>>>

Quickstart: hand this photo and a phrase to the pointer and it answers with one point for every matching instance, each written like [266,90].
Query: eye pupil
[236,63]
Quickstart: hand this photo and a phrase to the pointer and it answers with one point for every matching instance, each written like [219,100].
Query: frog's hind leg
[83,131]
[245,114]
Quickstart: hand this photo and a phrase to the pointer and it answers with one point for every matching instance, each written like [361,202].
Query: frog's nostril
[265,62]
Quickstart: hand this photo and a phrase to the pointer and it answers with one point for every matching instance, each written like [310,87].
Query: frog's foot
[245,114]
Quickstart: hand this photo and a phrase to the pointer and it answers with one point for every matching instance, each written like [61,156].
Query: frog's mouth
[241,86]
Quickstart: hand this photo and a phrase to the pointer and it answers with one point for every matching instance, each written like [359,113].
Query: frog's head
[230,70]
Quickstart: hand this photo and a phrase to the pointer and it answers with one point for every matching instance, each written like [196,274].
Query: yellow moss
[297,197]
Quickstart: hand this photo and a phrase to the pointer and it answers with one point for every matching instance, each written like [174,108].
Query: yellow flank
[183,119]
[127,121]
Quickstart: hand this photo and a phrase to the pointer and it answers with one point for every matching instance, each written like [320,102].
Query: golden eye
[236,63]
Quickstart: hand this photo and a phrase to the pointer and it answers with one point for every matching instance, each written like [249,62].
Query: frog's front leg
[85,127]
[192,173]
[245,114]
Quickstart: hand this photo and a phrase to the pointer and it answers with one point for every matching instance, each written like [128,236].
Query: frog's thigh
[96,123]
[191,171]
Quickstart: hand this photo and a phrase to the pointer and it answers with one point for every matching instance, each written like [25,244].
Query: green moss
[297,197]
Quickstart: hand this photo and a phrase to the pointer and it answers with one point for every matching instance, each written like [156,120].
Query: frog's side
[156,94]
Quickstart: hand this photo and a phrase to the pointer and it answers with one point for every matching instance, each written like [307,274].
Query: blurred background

<<<

Exercise directions —
Copy all of the data above word for word, keeping every line and its order unchanged.

Result below —
Quickstart: hand this photo and a phrase to the pointer and it answers with one point for every matching instance, each written like [266,90].
Query: eye pupil
[236,63]
Quickstart: hand this photo and a phrase to the pointer and it answers with one point for every matching instance, each written like [219,100].
Query: frog's hind leg
[83,131]
[245,114]
Quickstart: hand this photo and a phrase to the pointer and it answers with one point for every matching instance, each written like [361,202].
Query: frog's nostril
[265,62]
Quickstart: hand this photo and a phrase to the pointer and it answers with one point for every matching instance, each written like [310,87].
Query: frog's foot
[245,114]
Quickstart: hand this photo and a phrase to the pointer and it answers with one point for every matching instance, each written like [61,156].
Query: frog's mouth
[241,86]
Quickstart: hand this photo and a phrase to the pointer and it answers with one point for every matching instance, each written like [359,113].
Query: frog's head
[230,70]
Quickstart: hand this photo and a phrase to the pointer and it answers with one point for every matching instance, each written like [196,274].
Query: yellow moss
[297,197]
Quickstart: hand this photo and a phrase to the pointer and it answers with one point for every matching instance, each written like [174,108].
Query: yellow flank
[183,119]
[127,121]
Quickstart: hand this photo and a phrase to the pointer and it answers with one point for every matching instance, each written like [320,102].
Query: golden eye
[236,63]
Quickstart: hand this photo and a phrase to the pointer and it answers with one point for every matching instance, each written like [249,62].
Query: frog's front leg
[85,127]
[192,173]
[245,114]
Quickstart: hand this photo and a phrase to the pointer and it answers with one point for every matching instance, each written like [128,236].
Query: frog's thigh
[96,123]
[191,171]
Quickstart: hand this photo and a phrase to the pointer and it answers with one point for every matching instance, each written like [25,244].
Query: green moss
[297,197]
Quickstart: hand this photo and a phrase to the pointer and it answers with one point for every matching instance, each written like [156,120].
Query: frog's side
[156,94]
Quickstart: hand this photo and a phrase to the pointer and it answers with one point for every matching instance, each written like [307,274].
Query: blurred background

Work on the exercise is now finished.